» SHORT TASK: Render everything from the line containing "Indicate the painted gold" down to the end of the items below as a JSON list of strings, one string per line, with blank lines omitted. Leave the pictures out of the answer.

####################

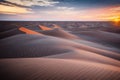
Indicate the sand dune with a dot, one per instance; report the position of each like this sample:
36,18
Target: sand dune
56,69
9,33
44,27
55,54
57,32
106,38
36,45
27,31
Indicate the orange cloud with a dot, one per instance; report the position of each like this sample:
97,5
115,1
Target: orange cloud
13,10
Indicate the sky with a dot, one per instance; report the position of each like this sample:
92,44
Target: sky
60,10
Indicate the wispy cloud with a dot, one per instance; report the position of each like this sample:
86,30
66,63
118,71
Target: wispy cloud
33,2
4,9
65,8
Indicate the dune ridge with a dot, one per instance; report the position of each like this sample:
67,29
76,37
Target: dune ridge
55,54
57,69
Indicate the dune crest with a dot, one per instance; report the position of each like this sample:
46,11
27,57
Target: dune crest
44,27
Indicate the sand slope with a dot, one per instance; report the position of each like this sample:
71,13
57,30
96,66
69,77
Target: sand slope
54,54
56,69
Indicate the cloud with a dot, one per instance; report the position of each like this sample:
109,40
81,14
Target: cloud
65,8
116,9
4,9
33,2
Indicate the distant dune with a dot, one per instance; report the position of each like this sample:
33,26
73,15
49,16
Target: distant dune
51,53
57,32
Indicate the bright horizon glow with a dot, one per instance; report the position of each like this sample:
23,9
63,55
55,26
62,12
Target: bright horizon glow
49,10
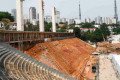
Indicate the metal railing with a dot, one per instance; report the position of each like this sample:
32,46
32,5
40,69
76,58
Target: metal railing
22,36
15,65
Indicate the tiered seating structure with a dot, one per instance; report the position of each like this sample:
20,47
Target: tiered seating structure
15,65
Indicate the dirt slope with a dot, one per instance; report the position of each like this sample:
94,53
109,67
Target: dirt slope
69,56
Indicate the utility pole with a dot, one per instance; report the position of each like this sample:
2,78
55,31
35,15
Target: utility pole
115,9
79,11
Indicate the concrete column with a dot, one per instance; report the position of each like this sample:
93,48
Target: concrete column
53,19
41,16
19,9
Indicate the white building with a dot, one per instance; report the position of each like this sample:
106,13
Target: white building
71,21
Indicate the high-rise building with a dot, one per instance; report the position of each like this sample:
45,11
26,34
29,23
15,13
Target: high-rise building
57,16
32,14
79,11
13,13
48,19
115,9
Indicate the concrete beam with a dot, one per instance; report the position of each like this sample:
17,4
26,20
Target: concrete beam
53,19
41,15
19,9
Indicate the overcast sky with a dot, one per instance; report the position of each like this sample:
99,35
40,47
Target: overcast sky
69,8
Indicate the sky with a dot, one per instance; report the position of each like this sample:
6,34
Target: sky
68,8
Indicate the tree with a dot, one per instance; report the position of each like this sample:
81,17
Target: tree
77,32
116,30
48,26
87,25
6,23
6,15
105,31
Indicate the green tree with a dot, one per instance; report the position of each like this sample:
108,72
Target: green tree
6,23
48,26
77,32
116,30
105,31
87,25
6,15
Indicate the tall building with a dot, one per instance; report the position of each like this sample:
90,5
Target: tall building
57,16
115,9
13,13
79,11
48,19
32,14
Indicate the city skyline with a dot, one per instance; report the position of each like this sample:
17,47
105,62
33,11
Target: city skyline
69,9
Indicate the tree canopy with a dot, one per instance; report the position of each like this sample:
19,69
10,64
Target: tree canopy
6,15
87,25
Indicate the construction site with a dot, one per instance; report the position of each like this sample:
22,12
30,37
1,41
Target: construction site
58,57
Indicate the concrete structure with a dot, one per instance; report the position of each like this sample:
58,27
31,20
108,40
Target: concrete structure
71,21
1,24
41,15
64,20
116,63
115,9
32,15
19,10
53,19
57,16
114,39
13,12
106,70
48,19
20,23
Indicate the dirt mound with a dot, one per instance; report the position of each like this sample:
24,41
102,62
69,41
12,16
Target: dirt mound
69,56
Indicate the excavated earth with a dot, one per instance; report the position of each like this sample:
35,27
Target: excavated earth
70,56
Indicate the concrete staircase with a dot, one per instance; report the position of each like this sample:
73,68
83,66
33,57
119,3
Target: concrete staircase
15,65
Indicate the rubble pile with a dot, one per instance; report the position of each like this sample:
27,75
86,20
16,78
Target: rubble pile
70,56
106,47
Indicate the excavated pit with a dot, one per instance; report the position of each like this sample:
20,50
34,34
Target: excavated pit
71,56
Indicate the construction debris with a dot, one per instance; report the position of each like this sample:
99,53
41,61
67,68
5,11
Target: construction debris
70,56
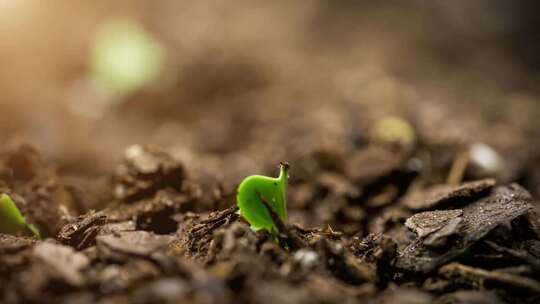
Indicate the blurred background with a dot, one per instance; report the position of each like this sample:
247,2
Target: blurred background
232,87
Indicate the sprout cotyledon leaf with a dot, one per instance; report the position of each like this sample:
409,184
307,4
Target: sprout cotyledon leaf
257,193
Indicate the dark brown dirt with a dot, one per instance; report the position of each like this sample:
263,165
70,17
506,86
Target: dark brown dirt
135,198
161,245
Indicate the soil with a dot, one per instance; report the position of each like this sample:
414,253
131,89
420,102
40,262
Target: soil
136,200
162,238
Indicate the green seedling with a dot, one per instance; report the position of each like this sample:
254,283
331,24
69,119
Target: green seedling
12,221
257,194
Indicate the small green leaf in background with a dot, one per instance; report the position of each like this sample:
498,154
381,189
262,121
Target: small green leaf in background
11,220
272,190
125,57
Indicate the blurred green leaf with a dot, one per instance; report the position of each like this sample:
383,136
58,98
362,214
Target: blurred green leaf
125,57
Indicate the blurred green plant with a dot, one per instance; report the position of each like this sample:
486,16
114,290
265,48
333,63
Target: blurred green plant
260,197
125,57
12,221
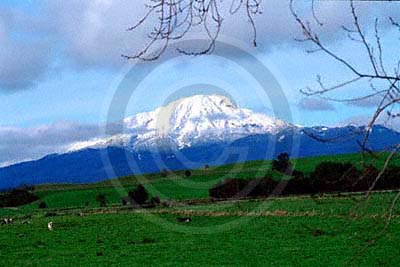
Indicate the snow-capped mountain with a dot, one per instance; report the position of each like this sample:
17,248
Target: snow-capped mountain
194,131
194,120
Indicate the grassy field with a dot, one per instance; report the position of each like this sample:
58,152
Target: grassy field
331,230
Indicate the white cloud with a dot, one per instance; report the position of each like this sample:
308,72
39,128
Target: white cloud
315,104
92,33
20,144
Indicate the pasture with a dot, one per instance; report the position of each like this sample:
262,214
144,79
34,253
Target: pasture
328,230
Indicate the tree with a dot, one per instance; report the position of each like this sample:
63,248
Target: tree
102,200
139,195
381,75
164,173
43,205
177,18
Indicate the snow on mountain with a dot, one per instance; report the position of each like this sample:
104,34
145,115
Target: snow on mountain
189,121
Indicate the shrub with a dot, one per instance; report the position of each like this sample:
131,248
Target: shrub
261,187
155,200
282,163
139,195
102,200
389,180
43,205
229,188
334,177
17,197
164,173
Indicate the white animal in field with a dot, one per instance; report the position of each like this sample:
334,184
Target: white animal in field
184,219
7,221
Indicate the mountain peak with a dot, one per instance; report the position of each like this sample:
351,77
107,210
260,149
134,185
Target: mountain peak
199,119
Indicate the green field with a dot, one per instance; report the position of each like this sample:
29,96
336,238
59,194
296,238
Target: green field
331,230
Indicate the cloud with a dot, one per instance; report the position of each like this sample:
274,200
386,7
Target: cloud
20,144
315,104
362,120
23,60
91,33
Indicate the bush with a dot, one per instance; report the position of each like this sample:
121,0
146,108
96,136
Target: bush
389,180
139,195
164,173
102,200
334,177
229,188
155,200
282,163
17,197
43,205
262,187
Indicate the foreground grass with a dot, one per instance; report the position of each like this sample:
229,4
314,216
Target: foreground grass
333,230
326,237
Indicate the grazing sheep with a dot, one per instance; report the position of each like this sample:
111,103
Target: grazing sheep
184,219
7,221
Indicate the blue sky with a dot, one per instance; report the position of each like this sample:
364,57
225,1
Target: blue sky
60,63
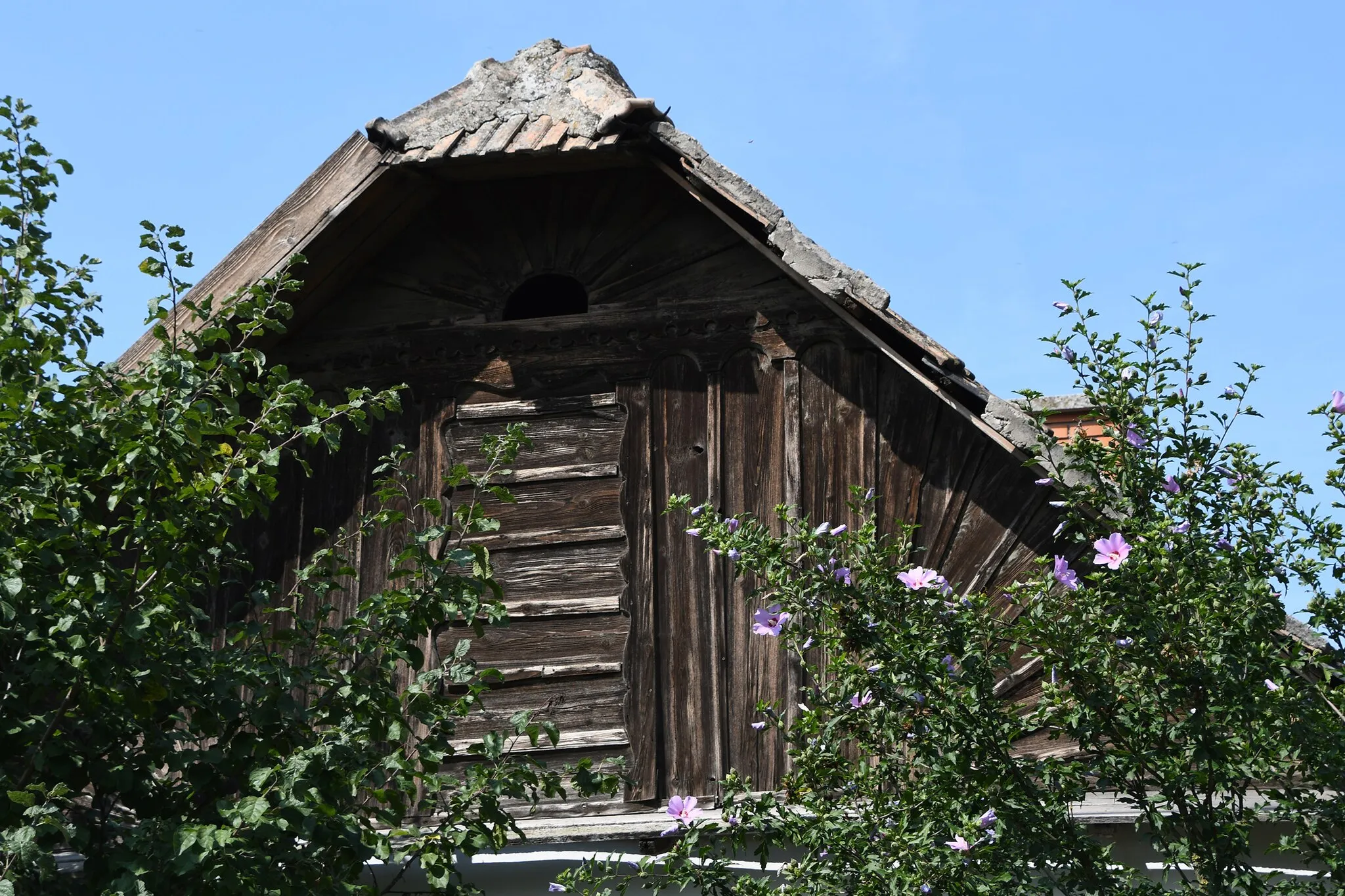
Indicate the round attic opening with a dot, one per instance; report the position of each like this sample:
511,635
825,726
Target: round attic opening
546,296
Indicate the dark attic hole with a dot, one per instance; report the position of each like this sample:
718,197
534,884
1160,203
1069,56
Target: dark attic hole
546,296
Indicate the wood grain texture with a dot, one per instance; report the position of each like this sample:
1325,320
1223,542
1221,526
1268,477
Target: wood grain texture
640,657
568,574
571,503
689,641
573,704
837,395
544,641
956,456
907,413
558,441
753,481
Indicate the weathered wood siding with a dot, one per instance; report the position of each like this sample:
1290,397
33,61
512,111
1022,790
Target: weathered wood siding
698,370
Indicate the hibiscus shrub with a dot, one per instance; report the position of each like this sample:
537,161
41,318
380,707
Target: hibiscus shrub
1170,677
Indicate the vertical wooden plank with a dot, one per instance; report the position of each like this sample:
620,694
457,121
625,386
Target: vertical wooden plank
640,658
907,418
332,500
385,543
954,461
793,457
998,503
794,498
753,481
688,620
837,393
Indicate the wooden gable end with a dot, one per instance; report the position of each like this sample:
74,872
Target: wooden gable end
701,368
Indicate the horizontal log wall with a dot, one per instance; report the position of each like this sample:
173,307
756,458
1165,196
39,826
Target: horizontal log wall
697,370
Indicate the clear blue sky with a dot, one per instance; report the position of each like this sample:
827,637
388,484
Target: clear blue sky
966,155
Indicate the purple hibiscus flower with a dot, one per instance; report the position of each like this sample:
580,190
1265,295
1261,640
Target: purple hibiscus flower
1064,575
919,578
682,811
1111,551
768,621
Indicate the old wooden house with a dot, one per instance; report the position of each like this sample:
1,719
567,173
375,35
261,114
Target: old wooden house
540,245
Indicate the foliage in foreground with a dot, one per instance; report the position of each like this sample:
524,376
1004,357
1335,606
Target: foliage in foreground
1158,630
271,752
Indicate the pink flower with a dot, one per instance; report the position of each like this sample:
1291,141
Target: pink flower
919,578
1111,551
682,811
1064,575
768,621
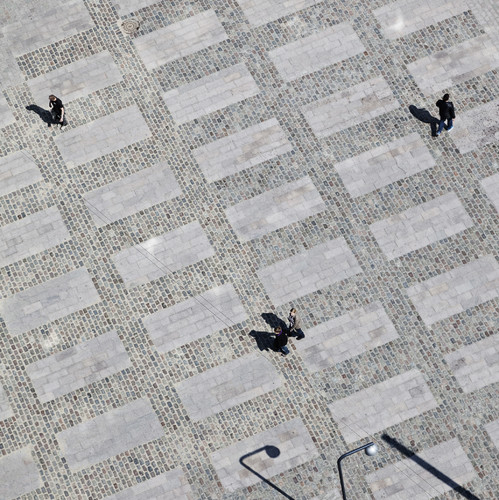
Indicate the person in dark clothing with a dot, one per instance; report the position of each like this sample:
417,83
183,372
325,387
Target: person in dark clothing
446,111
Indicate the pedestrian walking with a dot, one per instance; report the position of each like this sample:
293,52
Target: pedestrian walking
446,112
295,324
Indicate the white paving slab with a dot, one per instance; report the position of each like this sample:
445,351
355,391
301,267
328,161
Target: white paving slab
384,165
284,205
244,149
211,93
457,290
195,318
363,101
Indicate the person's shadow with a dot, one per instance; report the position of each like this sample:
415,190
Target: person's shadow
423,115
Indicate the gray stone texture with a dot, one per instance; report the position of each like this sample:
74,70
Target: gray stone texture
132,193
103,136
78,366
31,235
363,101
282,206
48,301
316,51
291,438
227,385
180,39
211,93
163,254
195,318
382,405
109,434
244,149
455,291
306,272
346,336
420,226
407,479
384,165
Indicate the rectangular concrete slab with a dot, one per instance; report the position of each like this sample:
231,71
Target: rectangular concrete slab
384,165
306,272
476,365
18,474
455,65
382,405
457,290
17,171
180,39
420,226
227,385
163,254
316,51
103,136
291,439
78,366
49,301
236,152
31,235
133,193
363,101
346,336
211,93
77,79
283,205
195,318
408,479
109,434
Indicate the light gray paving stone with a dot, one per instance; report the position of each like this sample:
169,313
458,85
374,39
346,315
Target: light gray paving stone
291,438
455,65
403,17
363,101
180,39
77,79
31,235
384,165
316,51
227,385
476,365
236,152
457,290
18,474
162,254
346,336
49,301
170,485
195,318
406,479
382,405
491,187
284,205
103,136
133,193
78,366
211,93
306,272
17,171
477,127
109,434
420,226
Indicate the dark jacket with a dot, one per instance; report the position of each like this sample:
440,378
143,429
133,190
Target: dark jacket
445,109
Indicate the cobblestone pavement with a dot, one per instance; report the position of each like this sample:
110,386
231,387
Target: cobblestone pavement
226,161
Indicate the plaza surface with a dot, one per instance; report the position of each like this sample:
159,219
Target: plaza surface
223,163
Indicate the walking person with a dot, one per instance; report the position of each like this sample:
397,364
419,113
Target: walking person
295,324
446,112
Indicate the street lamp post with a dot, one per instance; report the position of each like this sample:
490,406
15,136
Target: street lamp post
371,449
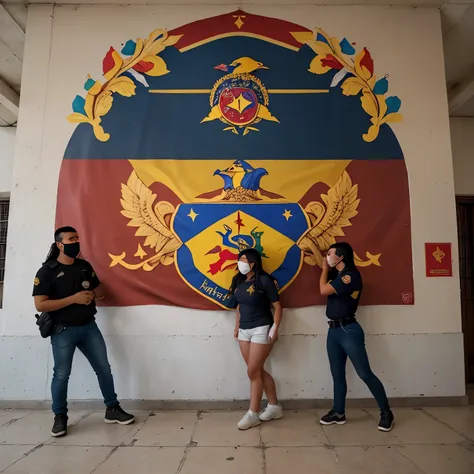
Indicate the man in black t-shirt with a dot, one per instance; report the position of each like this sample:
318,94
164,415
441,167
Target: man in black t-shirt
66,287
346,337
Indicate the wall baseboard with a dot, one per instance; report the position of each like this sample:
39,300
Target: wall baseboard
301,404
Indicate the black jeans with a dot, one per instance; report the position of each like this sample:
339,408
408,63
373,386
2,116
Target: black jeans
349,341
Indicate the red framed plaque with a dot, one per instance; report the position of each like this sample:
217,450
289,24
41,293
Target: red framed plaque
438,260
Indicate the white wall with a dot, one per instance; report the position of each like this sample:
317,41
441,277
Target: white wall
174,353
462,139
7,147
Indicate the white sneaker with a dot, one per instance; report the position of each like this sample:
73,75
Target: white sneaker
271,412
249,421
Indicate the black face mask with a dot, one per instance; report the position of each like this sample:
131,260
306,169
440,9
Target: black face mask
72,250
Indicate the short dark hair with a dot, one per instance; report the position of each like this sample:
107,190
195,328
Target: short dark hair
58,234
345,250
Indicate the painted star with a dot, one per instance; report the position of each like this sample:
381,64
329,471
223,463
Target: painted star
239,103
192,215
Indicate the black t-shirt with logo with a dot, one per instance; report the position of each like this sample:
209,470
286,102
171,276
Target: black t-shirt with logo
58,281
344,303
255,306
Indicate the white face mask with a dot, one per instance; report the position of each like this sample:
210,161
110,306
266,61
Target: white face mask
332,263
244,267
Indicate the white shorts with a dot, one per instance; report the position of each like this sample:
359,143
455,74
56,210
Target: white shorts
256,335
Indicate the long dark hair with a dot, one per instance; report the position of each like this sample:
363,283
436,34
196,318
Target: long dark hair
253,256
54,251
345,250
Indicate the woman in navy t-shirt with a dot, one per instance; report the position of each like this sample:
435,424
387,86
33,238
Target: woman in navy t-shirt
254,293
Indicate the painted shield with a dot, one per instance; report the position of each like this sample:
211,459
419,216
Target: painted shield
213,234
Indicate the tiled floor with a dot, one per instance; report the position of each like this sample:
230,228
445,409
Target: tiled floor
429,441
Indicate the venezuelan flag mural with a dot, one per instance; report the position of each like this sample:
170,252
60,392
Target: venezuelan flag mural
232,132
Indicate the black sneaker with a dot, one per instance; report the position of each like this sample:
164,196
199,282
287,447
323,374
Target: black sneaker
59,426
332,417
387,420
117,415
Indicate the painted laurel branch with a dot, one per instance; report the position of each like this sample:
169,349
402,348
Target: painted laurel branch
332,54
138,59
152,223
328,220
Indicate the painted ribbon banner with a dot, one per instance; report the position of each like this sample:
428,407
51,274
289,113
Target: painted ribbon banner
232,132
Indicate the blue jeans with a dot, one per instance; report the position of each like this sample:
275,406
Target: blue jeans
88,339
349,341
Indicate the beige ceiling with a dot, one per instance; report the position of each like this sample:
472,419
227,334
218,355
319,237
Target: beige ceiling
457,19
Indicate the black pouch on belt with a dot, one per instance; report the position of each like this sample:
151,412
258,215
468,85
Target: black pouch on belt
46,324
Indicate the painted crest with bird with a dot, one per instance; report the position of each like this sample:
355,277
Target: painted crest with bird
239,99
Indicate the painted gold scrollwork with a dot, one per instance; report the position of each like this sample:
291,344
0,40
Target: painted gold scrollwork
152,222
328,220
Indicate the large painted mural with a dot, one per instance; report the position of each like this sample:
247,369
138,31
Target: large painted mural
232,132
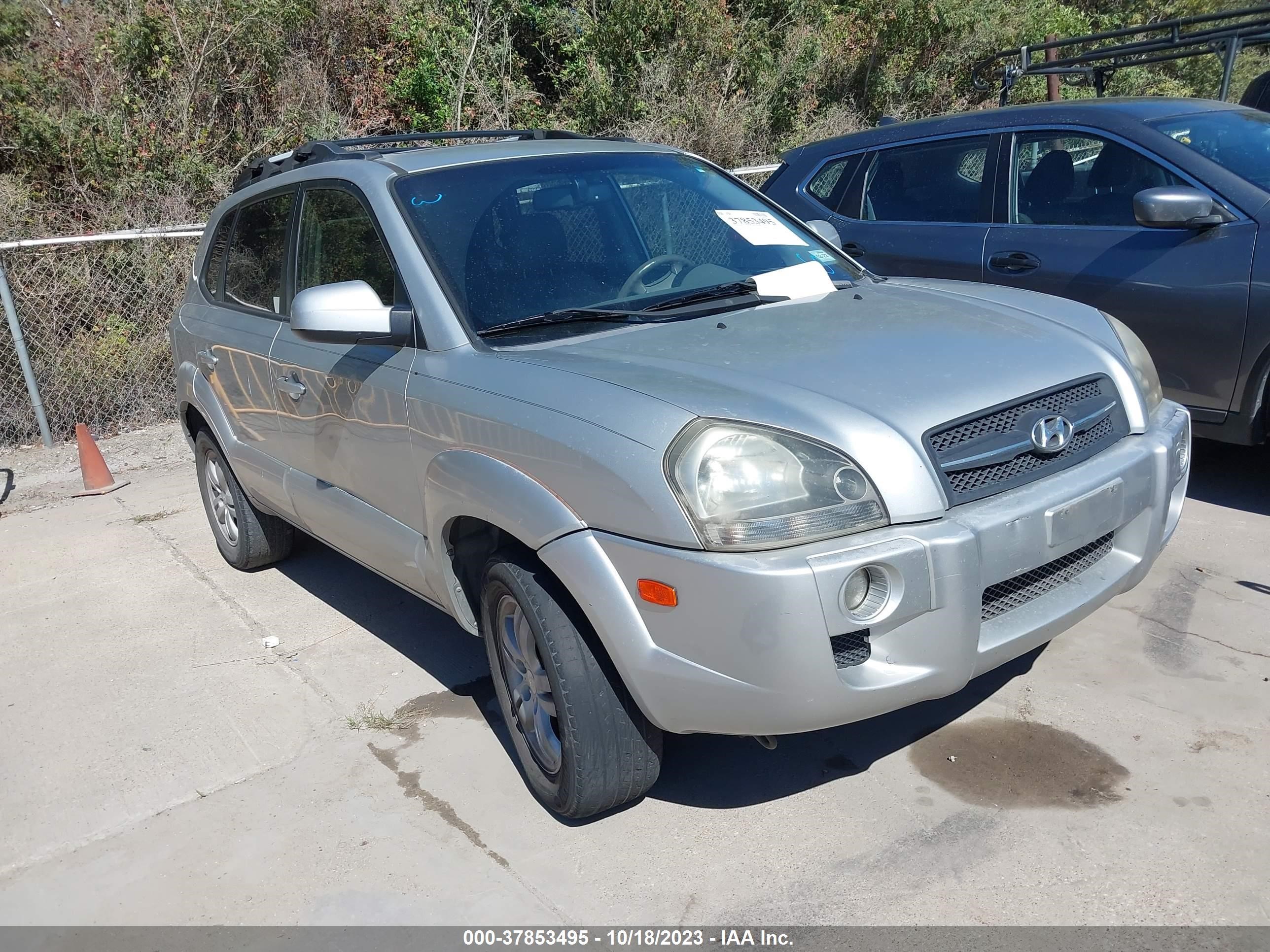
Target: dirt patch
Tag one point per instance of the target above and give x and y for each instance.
(1006, 763)
(1218, 741)
(409, 783)
(465, 701)
(42, 477)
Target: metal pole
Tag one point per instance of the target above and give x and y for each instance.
(23, 358)
(1052, 93)
(1233, 50)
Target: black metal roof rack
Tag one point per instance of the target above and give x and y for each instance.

####################

» FULL OUTPUT:
[
  "Indicate the painted gold scrollwork with a dot, one per instance; report the position of each like this sample:",
  "291,344",
  "0,40",
  "Target: painted gold scrollwork",
  "152,222",
  "328,220",
  "Indicate the large painted mural with a dot, one per instance; report the position of each like this sample:",
  "247,369",
  "138,31",
  "Target: large painted mural",
  "232,132",
  "Target: dirt patch",
  "Tag one point per instance of the target above and give x and y for each instance.",
  "(1006, 763)",
  "(1218, 741)",
  "(409, 783)",
  "(465, 701)",
  "(42, 477)",
  "Target: metal pole",
  "Tag one point per instance of the target above and give x and y for each instance.",
  "(23, 358)",
  "(1052, 93)",
  "(1233, 50)",
  "Target: black metal roof rack",
  "Tag one point per instance of the target above and give x and y for each instance."
]